* ARBEITSAUFTRÄGE
- 1) Schreiben Sie aus dem Dokumentabschnitt alles von "2 Begründend führte" bis hinunter zu "Aktivlegitimation zurückzuweisen sei." wortgetreu ab.
- 2) Beantworten Sie anhand des Dokumentabschnitts diese Fragen:
(a) Womit wurde die Eingangstüre versiegelt?
(b) Aus welchem Grund war die Beschwerde laut Verwaltungsgericht zurückzuweisen?
(c) Auf welche Bestimmung stützte das Verwaltungsgericht den Entfall der mündlichen Verhandlung?
- 3) Welche Stellungen der revisionswerbenden Partei in Bezug auf das Lokal verneinte das Verwaltungsgericht laut Dokumentabschnitt? Nennen Sie alle.

* DOKUMENTABSCHNITT
2 Begründend führte das Verwaltungsgericht zusammengefasst aus, dass die revisionswerbende Partei weder Betreiberin noch Eigentümerin des verfahrensgegenständlichen Lokals gewesen sei und auch nicht die faktische Verfügungsgewalt über dieses innegehabt habe. Sie sei daher nicht Adressatin der von ihr bekämpften verwaltungsbehördlichen Maßnahme (Versiegelung der Eingangstüre durch amtliche Siegel) und könne durch diese nicht in ihren Rechten verletzt sein, weshalb ihre Beschwerde mangels Aktivlegitimation zurückzuweisen sei.

3 Den Entfall der beantragten mündlichen Verhandlung stützte das Verwaltungsgericht im Hinblick auf die Zurückweisung der Beschwerde auf § 24 Abs. 2 Z 1 VwGVG.

* DATENTEIL
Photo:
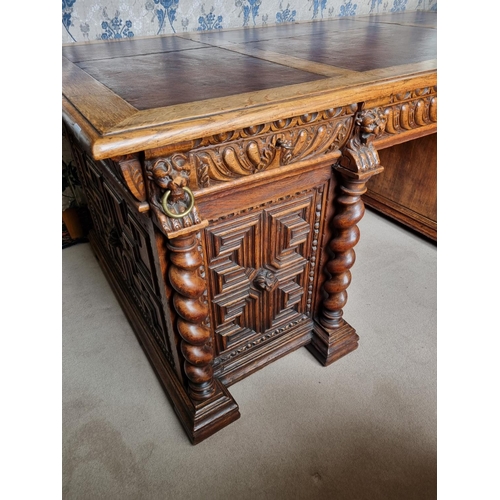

* ERGEBNISSE
- 1)
2 Begründend führte das Verwaltungsgericht zusammengefasst aus, dass die revisionswerbende Partei weder Betreiberin noch Eigentümerin des verfahrensgegenständlichen Lokals gewesen sei und auch nicht die faktische Verfügungsgewalt über dieses innegehabt habe. Sie sei daher nicht Adressatin der von ihr bekämpften verwaltungsbehördlichen Maßnahme (Versiegelung der Eingangstüre durch amtliche Siegel) und könne durch diese nicht in ihren Rechten verletzt sein, weshalb ihre Beschwerde mangels Aktivlegitimation zurückzuweisen sei.

- 2)
(a) Mit amtlichen Siegeln.
(b) Mangels Aktivlegitimation.
(c) Auf § 24 Abs. 2 Z 1 VwGVG.

- 3)
- Betreiberin des Lokals
- Eigentümerin des Lokals
- Inhaberin der faktischen Verfügungsgewalt über das Lokal